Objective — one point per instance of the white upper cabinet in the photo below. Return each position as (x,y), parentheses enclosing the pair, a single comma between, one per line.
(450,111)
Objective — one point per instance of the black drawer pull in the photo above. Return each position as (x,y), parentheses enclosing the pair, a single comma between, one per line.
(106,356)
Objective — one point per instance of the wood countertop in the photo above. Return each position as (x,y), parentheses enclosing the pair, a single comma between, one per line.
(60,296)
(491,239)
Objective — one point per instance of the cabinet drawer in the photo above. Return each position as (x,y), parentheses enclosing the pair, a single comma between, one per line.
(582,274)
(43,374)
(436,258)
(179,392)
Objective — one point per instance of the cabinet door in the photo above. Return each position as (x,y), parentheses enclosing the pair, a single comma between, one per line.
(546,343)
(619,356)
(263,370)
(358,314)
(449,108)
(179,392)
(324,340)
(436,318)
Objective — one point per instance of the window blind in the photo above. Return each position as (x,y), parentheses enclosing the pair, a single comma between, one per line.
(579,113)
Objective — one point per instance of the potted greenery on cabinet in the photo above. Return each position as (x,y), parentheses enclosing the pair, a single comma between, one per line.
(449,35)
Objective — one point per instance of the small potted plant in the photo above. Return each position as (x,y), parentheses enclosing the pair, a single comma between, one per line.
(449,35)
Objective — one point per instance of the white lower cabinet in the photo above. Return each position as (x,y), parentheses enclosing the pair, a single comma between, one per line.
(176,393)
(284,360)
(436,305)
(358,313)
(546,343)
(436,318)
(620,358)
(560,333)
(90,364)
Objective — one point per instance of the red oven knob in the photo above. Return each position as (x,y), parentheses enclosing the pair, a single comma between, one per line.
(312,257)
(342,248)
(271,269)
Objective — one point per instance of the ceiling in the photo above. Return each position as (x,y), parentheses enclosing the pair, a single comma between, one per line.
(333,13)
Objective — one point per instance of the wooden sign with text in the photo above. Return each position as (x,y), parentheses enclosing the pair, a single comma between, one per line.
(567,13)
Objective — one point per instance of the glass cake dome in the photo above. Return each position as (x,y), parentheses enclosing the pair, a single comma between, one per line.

■ EXERCISE GOAL:
Word for word, every record must be given again.

■ ANSWER BELOW:
Objective — one point per instance of the white upper cabinet in the photo below. Return each position as (x,y), parentheses enclosing the pair, a single comma between, one per line.
(450,111)
Objective — one point per instance of the black drawer pull in the photo above. Return each position as (x,y), parentheses enclosing the pair, a single comma between, one per line.
(106,356)
Objective — one point per instance of the wood countertop in the photo above. Return each position as (x,y), parentheses enclosing the pair, a single comma between, one per line.
(60,296)
(491,239)
Objective — one point per instance of the cabinet drawer in the photo above. Return each position as (x,y), parentheses enclosing the pair, a single comma between, one per line.
(582,274)
(43,374)
(436,258)
(179,392)
Objective — one point per instance of the cabinet door in the photo above. Return each position as (x,y), parentheses enclosing the pair, a single comma between, one per line.
(546,343)
(619,356)
(263,370)
(358,314)
(449,108)
(179,392)
(324,340)
(436,318)
Objective — one point per instance of the window blind in the photo above. Return each position as (x,y), parentheses enclosing the pair, a single comma between, one per line.
(579,113)
Objective — one point per instance of the potted greenery on cabinet in the photo above. Return each position as (x,y), parentheses enclosing the pair, a single comma between, one per line.
(449,35)
Objective — one point per instance of the small potted plant in the photo above. Return each position as (x,y), parentheses enclosing the pair, a single comma between, one per line.
(449,35)
Objective — one point per instance of the white lower cabinet in the photo above. Return each position as (x,y), parentheses enclosing the pair, a single comma between, one per line.
(176,393)
(284,360)
(436,305)
(358,313)
(546,343)
(436,318)
(620,358)
(560,333)
(90,364)
Objective — one point per instance of the red oven knob in the photo above. Return each position as (x,y), parentheses enclosing the pair, a single comma between, one per line.
(312,257)
(342,248)
(271,269)
Objective — one point per instance of the ceiling in the photo above. Return each position as (x,y), parentheses enclosing the pair, a single comma between, one per line.
(333,13)
Objective — one point per instance of the wooden sign with text in the photo above. Return each position as (x,y), parentheses enclosing the pair, a single comma between, one per line.
(567,13)
Objective — one point per instance of the glass cake dome in the photo above. Return each position as (x,y), parentheses enclosing the pair, a single comma between, one per line.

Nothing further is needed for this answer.